**Task to complete:** Rewrite the stretch of items below from the line containing "Target: woman with blonde hair" through the end of the items, both ends included, with each requested line kept as is. Scale every answer coordinate by 0.5, rounding to whole numbers with halves rounded up.

**Extracted records:**
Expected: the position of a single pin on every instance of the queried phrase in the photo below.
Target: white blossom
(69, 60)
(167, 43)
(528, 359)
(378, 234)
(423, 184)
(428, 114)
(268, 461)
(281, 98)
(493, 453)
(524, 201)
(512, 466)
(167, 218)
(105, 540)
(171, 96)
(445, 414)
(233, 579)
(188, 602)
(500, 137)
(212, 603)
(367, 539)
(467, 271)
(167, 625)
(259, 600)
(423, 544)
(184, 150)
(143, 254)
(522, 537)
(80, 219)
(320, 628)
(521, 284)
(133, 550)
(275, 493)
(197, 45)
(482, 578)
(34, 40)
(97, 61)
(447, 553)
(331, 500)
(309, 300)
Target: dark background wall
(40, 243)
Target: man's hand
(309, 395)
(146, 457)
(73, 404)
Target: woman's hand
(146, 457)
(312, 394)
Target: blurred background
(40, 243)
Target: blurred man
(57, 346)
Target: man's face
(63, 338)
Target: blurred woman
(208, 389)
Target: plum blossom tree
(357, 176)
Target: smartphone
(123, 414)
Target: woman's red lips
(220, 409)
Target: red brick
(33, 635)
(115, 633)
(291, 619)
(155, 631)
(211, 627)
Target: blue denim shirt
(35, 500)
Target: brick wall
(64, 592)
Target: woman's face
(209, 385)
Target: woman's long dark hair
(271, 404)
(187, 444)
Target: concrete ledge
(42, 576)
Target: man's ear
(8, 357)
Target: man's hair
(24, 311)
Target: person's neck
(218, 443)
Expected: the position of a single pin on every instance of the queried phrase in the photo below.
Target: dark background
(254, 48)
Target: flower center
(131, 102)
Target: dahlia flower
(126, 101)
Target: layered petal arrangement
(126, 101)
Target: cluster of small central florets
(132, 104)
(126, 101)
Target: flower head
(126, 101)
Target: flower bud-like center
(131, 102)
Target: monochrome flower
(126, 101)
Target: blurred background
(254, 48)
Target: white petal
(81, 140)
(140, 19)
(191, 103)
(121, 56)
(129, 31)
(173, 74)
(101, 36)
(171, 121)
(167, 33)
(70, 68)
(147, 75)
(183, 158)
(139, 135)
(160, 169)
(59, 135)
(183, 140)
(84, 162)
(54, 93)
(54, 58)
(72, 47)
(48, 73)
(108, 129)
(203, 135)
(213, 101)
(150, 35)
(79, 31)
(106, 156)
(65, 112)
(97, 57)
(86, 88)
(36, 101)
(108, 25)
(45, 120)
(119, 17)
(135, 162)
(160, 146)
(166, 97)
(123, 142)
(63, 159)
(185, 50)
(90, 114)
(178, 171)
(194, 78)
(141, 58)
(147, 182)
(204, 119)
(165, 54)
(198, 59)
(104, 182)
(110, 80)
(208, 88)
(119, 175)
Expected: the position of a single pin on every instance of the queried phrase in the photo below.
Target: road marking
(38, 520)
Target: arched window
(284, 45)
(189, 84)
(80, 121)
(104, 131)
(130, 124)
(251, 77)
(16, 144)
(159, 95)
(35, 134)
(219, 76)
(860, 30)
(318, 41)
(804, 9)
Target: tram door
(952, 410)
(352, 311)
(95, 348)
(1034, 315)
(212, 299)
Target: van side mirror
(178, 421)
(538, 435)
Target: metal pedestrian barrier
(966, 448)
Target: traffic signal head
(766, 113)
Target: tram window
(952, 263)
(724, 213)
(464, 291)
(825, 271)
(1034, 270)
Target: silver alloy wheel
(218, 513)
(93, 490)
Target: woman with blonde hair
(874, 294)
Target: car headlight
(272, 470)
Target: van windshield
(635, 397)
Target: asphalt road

**Output:**
Target: woman with blonde hair
(437, 147)
Target: car headlight
(136, 235)
Target: van windshield
(318, 199)
Target: asphalt road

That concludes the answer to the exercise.